OBJECTIVE: Give the lines of the data below as a numbered list, starting at the line containing "Can you spot any arched" and ending at the line containing "[178,0,318,19]", with both of those lines included and any blank lines left out.

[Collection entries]
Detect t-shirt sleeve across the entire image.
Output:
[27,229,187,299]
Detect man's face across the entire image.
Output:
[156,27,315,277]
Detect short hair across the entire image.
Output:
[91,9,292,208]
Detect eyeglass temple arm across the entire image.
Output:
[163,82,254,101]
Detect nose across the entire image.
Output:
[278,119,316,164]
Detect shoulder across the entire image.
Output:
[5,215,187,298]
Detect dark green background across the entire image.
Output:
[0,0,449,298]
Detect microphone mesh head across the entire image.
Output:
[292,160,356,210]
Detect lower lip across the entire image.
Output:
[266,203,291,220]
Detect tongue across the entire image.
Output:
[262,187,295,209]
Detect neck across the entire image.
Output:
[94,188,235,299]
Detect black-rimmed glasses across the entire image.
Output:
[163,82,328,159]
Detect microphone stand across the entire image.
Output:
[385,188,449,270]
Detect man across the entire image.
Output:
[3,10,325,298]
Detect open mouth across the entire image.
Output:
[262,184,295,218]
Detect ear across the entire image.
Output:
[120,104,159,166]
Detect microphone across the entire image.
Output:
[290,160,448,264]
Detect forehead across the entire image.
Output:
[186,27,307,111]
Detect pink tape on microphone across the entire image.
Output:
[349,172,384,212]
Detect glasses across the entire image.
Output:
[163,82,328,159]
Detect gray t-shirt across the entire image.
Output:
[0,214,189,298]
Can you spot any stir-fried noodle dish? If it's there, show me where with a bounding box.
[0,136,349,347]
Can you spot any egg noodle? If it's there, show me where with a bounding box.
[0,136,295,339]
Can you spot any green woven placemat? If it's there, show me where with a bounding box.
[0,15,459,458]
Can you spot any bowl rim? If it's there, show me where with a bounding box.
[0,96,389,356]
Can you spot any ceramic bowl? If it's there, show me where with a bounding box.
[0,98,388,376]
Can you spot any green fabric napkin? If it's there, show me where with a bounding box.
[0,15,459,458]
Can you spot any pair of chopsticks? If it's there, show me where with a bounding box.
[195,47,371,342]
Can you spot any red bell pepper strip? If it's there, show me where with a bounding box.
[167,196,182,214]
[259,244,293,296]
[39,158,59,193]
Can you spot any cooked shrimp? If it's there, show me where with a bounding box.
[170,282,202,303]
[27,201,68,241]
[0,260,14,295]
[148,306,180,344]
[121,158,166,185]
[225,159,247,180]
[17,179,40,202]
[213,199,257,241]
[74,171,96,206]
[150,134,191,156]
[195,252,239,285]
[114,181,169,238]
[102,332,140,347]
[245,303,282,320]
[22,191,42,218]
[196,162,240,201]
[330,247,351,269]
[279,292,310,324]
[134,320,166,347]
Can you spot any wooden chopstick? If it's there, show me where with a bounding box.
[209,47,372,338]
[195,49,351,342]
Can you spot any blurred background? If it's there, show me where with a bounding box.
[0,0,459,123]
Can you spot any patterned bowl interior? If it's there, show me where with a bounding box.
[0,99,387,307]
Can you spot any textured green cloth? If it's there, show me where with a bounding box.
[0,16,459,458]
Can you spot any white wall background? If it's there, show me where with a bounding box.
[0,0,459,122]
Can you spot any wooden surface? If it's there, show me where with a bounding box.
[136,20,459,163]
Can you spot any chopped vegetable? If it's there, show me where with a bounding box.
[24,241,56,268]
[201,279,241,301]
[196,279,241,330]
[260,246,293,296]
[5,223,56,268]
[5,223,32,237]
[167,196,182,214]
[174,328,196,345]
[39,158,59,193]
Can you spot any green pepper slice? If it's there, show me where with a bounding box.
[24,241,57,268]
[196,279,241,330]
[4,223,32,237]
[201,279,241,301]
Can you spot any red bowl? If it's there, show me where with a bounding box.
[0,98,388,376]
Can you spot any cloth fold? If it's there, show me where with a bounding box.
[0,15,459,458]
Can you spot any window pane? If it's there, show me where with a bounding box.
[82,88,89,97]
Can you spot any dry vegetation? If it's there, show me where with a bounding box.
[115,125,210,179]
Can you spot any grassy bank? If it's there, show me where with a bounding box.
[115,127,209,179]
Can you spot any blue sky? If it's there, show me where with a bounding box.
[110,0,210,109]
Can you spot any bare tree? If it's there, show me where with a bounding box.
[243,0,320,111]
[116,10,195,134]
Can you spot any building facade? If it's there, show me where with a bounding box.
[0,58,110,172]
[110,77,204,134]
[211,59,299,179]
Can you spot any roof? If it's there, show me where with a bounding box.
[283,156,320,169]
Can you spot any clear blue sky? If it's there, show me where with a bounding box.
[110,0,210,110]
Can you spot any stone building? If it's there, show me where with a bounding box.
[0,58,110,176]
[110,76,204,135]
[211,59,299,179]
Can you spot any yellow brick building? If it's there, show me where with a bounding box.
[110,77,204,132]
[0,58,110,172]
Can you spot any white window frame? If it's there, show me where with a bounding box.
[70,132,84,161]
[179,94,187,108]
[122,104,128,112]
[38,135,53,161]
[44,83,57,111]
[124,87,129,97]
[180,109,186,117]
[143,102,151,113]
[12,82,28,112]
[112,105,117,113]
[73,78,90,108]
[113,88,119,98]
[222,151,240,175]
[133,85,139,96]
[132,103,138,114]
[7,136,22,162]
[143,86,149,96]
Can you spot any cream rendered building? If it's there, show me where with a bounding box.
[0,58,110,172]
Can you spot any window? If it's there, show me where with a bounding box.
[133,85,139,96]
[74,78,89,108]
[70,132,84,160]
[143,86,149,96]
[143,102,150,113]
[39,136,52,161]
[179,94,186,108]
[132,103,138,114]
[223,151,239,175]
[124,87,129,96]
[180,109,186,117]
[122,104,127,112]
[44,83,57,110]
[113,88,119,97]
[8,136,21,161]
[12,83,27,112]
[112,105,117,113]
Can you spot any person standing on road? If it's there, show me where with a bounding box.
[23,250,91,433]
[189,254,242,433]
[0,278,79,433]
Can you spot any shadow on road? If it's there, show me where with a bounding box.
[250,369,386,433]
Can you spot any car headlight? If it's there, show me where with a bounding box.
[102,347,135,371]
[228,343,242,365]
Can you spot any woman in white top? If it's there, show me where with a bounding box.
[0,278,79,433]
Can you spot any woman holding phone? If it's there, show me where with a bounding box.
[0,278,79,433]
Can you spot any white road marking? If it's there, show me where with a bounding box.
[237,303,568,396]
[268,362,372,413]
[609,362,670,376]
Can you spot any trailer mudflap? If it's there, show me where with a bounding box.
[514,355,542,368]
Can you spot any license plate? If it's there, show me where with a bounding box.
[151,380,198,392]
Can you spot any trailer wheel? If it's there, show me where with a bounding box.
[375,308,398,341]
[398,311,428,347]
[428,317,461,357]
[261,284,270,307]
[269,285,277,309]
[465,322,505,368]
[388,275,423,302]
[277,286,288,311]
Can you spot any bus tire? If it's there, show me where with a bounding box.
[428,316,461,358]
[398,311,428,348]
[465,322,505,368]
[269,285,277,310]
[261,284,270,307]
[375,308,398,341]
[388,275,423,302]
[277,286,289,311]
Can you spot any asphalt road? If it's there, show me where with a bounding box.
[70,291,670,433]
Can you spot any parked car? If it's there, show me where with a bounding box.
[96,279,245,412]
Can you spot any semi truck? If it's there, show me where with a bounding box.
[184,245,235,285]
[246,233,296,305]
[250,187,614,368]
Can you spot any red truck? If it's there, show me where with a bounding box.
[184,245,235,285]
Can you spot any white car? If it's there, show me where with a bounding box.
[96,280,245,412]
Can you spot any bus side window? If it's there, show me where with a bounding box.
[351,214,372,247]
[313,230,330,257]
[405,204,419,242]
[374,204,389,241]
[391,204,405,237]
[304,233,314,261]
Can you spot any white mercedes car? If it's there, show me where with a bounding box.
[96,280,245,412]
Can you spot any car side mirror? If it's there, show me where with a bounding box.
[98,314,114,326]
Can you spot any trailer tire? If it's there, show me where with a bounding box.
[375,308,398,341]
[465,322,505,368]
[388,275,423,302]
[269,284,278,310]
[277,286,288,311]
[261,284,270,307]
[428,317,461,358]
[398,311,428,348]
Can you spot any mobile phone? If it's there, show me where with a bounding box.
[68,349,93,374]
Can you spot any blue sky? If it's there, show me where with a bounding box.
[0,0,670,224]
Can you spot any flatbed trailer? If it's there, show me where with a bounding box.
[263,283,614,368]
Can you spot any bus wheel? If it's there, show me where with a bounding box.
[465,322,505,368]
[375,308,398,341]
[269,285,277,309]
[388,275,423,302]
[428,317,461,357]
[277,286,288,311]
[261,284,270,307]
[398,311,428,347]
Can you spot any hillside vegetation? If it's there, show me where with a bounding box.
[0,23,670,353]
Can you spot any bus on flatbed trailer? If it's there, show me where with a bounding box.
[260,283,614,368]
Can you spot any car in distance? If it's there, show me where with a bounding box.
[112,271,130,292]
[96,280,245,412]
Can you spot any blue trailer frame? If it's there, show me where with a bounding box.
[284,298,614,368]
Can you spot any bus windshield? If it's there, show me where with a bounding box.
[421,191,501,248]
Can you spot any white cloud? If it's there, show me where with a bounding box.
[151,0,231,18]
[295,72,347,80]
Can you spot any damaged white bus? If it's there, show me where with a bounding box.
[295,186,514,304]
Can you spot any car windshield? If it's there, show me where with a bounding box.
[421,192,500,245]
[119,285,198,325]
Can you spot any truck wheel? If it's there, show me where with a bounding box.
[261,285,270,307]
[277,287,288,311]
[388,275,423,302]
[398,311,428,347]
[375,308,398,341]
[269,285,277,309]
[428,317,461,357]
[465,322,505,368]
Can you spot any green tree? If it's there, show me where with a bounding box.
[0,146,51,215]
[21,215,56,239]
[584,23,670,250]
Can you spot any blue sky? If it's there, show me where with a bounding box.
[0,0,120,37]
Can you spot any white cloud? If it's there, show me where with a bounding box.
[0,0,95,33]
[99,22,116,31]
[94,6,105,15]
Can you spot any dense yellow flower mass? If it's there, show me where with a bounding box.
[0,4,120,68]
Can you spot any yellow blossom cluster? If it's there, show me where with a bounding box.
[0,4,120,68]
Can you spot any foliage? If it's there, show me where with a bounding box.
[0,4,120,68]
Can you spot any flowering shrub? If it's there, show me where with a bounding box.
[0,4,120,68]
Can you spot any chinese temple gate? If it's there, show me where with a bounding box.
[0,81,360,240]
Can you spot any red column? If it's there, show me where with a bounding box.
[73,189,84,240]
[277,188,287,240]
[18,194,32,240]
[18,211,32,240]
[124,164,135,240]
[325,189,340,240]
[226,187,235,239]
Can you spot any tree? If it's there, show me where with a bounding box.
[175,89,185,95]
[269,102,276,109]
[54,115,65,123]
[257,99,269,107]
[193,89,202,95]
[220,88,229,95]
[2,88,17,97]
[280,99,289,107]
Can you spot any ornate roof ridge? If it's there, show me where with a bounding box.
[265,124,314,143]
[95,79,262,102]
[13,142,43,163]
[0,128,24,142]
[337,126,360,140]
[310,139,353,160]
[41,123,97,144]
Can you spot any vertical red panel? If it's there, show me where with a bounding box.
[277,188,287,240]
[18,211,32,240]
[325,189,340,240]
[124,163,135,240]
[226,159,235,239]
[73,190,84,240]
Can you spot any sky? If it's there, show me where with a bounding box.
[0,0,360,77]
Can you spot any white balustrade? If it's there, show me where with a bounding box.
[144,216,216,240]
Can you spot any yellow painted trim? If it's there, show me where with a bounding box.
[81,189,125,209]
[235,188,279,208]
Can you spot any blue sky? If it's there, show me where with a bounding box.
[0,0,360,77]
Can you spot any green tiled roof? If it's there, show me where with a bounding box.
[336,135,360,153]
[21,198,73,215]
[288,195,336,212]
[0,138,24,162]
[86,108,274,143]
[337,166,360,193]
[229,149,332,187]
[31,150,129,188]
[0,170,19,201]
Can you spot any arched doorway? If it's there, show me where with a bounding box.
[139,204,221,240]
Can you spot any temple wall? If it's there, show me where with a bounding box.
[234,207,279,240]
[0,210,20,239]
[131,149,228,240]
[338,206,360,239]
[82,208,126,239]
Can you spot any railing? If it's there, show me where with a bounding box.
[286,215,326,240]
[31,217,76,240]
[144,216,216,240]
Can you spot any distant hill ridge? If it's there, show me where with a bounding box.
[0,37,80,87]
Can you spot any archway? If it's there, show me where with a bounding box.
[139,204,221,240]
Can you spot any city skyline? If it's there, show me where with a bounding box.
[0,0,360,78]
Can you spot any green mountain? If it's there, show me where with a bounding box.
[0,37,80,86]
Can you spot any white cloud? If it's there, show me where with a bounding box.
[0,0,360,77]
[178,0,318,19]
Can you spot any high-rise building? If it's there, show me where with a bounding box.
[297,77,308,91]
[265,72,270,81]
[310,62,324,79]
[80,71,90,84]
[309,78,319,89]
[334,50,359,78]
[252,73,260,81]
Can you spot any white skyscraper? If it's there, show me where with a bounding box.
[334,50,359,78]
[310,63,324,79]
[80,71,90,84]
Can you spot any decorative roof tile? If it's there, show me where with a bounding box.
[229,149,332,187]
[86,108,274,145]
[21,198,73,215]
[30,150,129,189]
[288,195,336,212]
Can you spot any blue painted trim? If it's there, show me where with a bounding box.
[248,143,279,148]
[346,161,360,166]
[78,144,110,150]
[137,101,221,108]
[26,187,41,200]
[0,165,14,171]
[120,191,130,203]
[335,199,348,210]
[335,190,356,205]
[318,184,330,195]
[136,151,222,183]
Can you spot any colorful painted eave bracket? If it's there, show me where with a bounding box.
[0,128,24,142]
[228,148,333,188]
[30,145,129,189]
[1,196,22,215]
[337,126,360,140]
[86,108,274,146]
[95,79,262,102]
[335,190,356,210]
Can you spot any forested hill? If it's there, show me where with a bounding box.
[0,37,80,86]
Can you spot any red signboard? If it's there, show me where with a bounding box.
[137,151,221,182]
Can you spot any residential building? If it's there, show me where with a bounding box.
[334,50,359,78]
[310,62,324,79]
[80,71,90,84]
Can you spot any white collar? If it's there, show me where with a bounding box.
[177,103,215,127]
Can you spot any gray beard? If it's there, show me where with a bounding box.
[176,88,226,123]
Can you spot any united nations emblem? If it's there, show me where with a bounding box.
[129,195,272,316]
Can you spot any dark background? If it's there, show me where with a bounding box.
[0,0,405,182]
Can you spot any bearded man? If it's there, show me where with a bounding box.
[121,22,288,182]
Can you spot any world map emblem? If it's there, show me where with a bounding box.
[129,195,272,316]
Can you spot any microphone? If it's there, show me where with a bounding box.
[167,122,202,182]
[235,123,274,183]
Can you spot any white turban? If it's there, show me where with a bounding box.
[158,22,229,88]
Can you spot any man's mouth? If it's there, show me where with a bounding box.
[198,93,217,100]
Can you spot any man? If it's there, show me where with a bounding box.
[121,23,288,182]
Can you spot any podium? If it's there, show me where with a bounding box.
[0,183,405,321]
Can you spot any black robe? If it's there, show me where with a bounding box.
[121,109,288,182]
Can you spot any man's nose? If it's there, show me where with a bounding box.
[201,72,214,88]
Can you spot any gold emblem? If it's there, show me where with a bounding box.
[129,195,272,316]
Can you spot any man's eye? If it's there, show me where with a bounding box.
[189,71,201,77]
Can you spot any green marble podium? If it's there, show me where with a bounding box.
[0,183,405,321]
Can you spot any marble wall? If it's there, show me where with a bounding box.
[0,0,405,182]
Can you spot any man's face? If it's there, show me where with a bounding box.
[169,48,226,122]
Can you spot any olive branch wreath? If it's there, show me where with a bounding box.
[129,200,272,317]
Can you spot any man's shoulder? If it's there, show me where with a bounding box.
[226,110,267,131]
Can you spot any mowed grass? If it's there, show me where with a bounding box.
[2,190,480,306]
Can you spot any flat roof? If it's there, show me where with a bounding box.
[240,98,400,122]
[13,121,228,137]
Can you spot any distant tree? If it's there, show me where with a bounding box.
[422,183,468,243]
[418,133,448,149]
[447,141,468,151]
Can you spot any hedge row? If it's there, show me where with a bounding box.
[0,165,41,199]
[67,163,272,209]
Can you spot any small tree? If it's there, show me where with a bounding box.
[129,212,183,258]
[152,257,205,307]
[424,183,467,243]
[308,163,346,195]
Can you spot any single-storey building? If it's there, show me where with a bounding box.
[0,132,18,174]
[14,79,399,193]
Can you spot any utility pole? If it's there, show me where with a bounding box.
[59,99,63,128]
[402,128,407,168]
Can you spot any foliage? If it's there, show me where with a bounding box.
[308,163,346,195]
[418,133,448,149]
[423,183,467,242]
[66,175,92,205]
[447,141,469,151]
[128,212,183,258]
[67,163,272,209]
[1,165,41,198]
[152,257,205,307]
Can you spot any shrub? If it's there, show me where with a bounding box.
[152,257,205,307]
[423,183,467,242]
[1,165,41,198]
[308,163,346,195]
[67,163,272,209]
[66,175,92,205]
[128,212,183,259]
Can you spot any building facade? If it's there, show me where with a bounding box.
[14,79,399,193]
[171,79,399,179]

SOLUTION BELOW:
1. Can you spot any arched doorway? If it's there, show me where with a bounding box.
2. [139,204,221,240]
3. Can you spot any temple wall? If it's there, show me where with a bounding box.
4. [234,207,279,240]
5. [0,210,20,239]
6. [131,149,228,240]
7. [338,206,360,239]
8. [82,208,126,239]
9. Can you spot any railing? If it's there, show me where with a bounding box.
10. [286,215,326,240]
11. [31,217,76,240]
12. [144,216,216,240]
13. Can you spot any distant hill ridge? If it's there, show me where with a bounding box.
14. [0,37,80,87]
15. Can you spot any archway? If it's there, show me where with a bounding box.
16. [139,204,221,240]
17. Can you spot any city skyline? If it's there, show me where with a bounding box.
18. [0,0,360,78]
19. Can you spot any green mountain? If it's there, show me where with a bounding box.
20. [0,37,80,86]
21. Can you spot any white cloud? If it's there, show me where with a bounding box.
22. [0,0,360,77]
23. [178,0,318,19]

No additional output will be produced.